• _Extrait du texte_

▶

Figure 4. Opacification cavitaire lors de l'échographie de stress.
Dans les centres qui la pratiquent régulièrement, l’utilisation de l’échographie de contraste n’est pas systématique et l’imagerie harmonique sans contraste reste la technique de référence. Les recommandations actuelles de l’American Society of Echography (ASE) proposent d’utiliser un agent d’échographie de contraste lorsque plusieurs segments ne sont pas visibles à l’état basal (en imagerie harmonique) ou chez les patients dont l’image se dégrade au cours du stress.
La place précise de l’utilisation de l’opacification cavitaire lors de l’échographie de stress reste encore débattue. Très utilisée aux États-Unis et en Grande-Bretagne, elle ne l’est encore que peu en France et cela probablement du fait, d’une part :
• d’un retard à la commercialisation des agents de contraste en France par rapport aux pays anglo-saxons et même européens ;
• d’un coût et remboursement de l’agent de contraste : il faut savoir que les agents de contraste sont disponibles en officine et peuvent être prescrits au patient lors du rendez-vous de l’échographie de stress, si les conditions d’échogénicité le justifient ;
• de difficultés parfois rencontrées dans l’interprétation des images de contraste (artefacts d’atténuation et de destruction) ;
D’autres limites qui tiennent à la nécessité d’un abord veineux, (mais celui-ci est généralement présent en échographie de stress), à la nécessité de formation supplémentaire (médecins et infirmières), et à de possibles effets secondaires potentiels rares, mais sérieux des agents de contraste (allergie). À ce titre, il faut signaler la contre-indication du Sonovue® en phase aiguë d’infarctus du myocarde.
Ces limites soulignent encore la nécessité d’un apprentissage spécifique minimal des modalités d’utilisation des agents de contraste, des techniques de rehaussement et de l’interprétation des images. Cet apprentissage est actuellement facilité par la simplification des réglages et un relatif consensus sur les méthodes à utiliser.
Sous réserve de ces conditions, nécessaires pour tirer le bénéfice maximal de la technique, celle-ci paraît représenter une avancée certaine en échographie de stress. Il semble souhaitable en 2006 de pouvoir disposer d’agents de contraste et de connaître leur utilisation dans tout laboratoire d’échocardiographie de stress.

◀

• _Tâches et exercices_
#1 Recopiez le passage du texte sur l'échographie de stress compris entre « Dans les centres » et « cours du stress. », bornes incluses.
#2 Rédigez la suite du texte sur l'opacification cavitaire en échographie de stress, à partir de l'endroit où il s'arrête.

Données extraites d'une collection
▶

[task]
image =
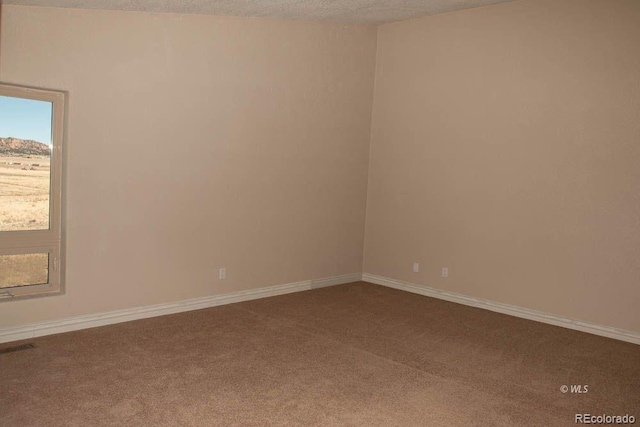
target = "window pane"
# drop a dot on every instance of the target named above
(24, 270)
(25, 159)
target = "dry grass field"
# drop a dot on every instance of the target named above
(24, 205)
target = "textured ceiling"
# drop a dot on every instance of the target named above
(340, 11)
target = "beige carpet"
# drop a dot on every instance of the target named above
(356, 354)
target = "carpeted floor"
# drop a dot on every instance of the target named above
(356, 354)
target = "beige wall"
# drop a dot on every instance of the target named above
(506, 146)
(197, 142)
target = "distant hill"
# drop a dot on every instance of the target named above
(21, 147)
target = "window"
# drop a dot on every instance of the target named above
(31, 137)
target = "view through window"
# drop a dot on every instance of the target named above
(30, 190)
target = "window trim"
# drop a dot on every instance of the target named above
(16, 242)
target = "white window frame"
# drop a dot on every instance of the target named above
(18, 242)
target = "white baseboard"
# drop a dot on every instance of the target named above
(32, 330)
(512, 310)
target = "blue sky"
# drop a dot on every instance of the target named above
(25, 119)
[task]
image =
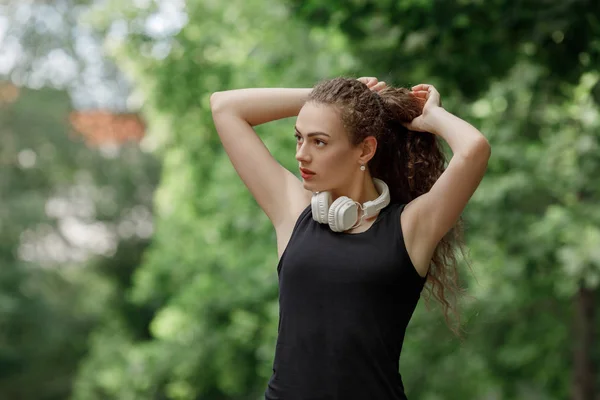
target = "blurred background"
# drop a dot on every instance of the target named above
(134, 264)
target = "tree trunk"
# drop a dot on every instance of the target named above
(583, 374)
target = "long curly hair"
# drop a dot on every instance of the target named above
(409, 162)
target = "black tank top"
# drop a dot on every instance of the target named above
(344, 303)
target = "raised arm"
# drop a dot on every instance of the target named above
(277, 191)
(430, 216)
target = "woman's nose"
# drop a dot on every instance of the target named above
(301, 154)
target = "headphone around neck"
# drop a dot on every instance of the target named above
(342, 214)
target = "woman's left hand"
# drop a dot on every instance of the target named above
(431, 99)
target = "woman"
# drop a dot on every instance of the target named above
(373, 219)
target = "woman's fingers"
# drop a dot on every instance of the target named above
(421, 94)
(370, 81)
(379, 86)
(422, 86)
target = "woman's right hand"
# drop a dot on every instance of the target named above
(372, 83)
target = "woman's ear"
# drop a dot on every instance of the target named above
(368, 147)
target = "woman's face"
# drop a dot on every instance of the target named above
(323, 147)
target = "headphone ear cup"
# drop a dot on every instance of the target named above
(343, 214)
(320, 203)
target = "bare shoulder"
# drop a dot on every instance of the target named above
(299, 200)
(420, 249)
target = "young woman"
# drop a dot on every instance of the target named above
(373, 219)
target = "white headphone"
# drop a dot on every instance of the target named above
(343, 213)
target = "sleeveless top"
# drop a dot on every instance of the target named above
(344, 303)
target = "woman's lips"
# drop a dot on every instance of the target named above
(306, 174)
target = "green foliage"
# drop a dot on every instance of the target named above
(192, 314)
(57, 287)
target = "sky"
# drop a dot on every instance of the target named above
(67, 54)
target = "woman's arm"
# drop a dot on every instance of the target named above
(278, 192)
(258, 106)
(430, 216)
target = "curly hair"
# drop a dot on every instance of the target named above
(409, 162)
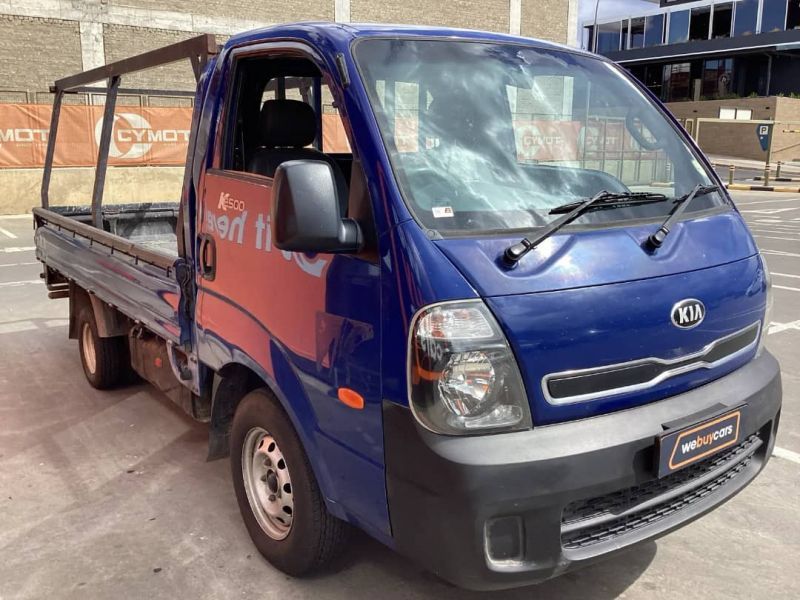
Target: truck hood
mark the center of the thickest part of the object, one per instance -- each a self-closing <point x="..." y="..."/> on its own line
<point x="589" y="314"/>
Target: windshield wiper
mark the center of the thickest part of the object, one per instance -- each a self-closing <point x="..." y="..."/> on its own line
<point x="573" y="210"/>
<point x="658" y="237"/>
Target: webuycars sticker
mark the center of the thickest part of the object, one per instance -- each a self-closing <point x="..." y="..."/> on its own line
<point x="681" y="448"/>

◀

• _Liste des réponses_
#1
Dans les centres qui la pratiquent régulièrement, l’utilisation de l’échographie de contraste n’est pas systématique et l’imagerie harmonique sans contraste reste la technique de référence. Les recommandations actuelles de l’American Society of Echography (ASE) proposent d’utiliser un agent d’échographie de contraste lorsque plusieurs segments ne sont pas visibles à l’état basal (en imagerie harmonique) ou chez les patients dont l’image se dégrade au cours du stress.

#2
Autres applications
Opacification myocardique
L’étude non invasive de la perfusion myocardique est l’application la plus passionnante de l’échographie de contraste, avec des applications potentielles multiples, tant dans l’évaluation de l’ischémie aiguë et de la reperfusion (syndrome coronaire aigu, infarctus du myocarde), qu’en échographie de stress ou pour l’évaluation de la viabilité myocardique.
De très nombreux travaux de recherche ont permis de faire progresser cette technique depuis une dizaine d’années. La technique est bien validée expérimentalement avec les agents de contraste fluorocarbonés, couplés à différentes techniques de rehaussement du signal myocardique.
Malheureusement, même si des résultats cliniques encourageants ont été publiés, notamment dans l’infarctus du myocarde ou en échographie de stress, des limites très importantes persistent pour une application clinique en routine de ces techniques. Parmi ces limites, certaines sont liées à la physique même de l’exploration ultrasonore ou à la réponse myocardique hétérogène aux ultrasons (artefacts de la paroi latérale notamment).
Alcoolisation septale
L’échographie de contraste myocardique est utilisée lors des procédures d’alcoolisation septale des cardiomyopathies hypertrophiques obstructives. L’injection intracoronaire sélective d’un agent de contraste (Levovist) dans une artère septale permet de s’assurer que la zone opacifiée correspond bien au territoire cible de l’alcoolisation, améliorant ainsi la sécurité et l’efficacité de la technique.